PASSAGE
THE SMART LITTLE FACTORY
By Eric Lafayette, Los Angeles August 22nd 2011
Creating New Jobs.
It is a concept I have been harboring for a few years and this article :
why-amazon-cant-make-a-kindle-in
by Steve Denning in Forbes on line magazine is giving me the oportunity to describe it.
The concept is so simple that only Business managers with a very narrow mind could not think of it.
Large industrial conglomerates in any of their high tech field of manufacturing should build when feasible a little sister pilot factory AKA the Smart Little Factory.
Even smaller groups that are now on the brink of disaster such as Dell and Hewlet Packard would be in a better shape if they had implemented the concept of : " The Smart Little factory"
As you already guessed it is very simple but it is more a state of mind or a principle than a blind cost cutting cave age management behavior.
It is easier to describe it through an example:
Your company is making computers and instead of shipping 100% of the production abroad for cost efficiency you keep 10% or 20% of the manufacturing in the USA, if you are making millions of computers the overall price per computer will not be affected in a noticeable fashion.

RECORD SET
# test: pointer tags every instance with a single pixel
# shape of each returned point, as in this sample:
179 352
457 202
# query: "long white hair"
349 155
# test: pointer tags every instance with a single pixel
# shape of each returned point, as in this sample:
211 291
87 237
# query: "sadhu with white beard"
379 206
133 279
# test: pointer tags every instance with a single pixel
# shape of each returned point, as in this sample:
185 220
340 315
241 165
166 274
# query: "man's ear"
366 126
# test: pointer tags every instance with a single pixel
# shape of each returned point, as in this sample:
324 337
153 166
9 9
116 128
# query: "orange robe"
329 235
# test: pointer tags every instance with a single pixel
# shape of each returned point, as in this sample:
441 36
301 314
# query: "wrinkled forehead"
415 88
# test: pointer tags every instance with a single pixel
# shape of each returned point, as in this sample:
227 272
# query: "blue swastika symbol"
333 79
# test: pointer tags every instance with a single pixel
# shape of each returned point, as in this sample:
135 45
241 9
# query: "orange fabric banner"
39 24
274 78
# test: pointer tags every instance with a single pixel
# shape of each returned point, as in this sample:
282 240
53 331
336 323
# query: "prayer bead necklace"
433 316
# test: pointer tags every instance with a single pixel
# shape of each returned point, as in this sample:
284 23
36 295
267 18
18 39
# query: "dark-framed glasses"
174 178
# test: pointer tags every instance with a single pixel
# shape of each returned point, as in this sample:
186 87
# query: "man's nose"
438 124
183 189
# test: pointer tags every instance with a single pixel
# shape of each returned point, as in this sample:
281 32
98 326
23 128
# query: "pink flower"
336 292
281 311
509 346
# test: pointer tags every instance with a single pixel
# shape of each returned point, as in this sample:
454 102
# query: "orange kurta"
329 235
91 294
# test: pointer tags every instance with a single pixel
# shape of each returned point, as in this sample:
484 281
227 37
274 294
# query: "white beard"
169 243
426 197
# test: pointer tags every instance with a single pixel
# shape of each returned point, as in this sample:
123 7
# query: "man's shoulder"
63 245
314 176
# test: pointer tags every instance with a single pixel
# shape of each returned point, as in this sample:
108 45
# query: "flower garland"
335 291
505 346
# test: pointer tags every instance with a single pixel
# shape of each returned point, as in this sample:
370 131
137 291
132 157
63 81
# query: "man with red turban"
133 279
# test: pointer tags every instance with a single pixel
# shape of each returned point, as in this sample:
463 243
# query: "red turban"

GIVEN REQUEST 1
In the Smart Little Factory article, what share of computer manufacturing does the example say to keep in the USA?
GIVEN REQUEST 2
Write out the part of the Smart Little Factory article that opens with the words "It is easier" and closes with "a noticeable fashion.", swapping "computers" for "tablets".

FULL ANSWER 1
10% or 20% of the manufacturing.

FULL ANSWER 2
It is easier to describe it through an example:
Your company is making tablets and instead of shipping 100% of the production abroad for cost efficiency you keep 10% or 20% of the manufacturing in the USA, if you are making millions of tablets the overall price per computer will not be affected in a noticeable fashion.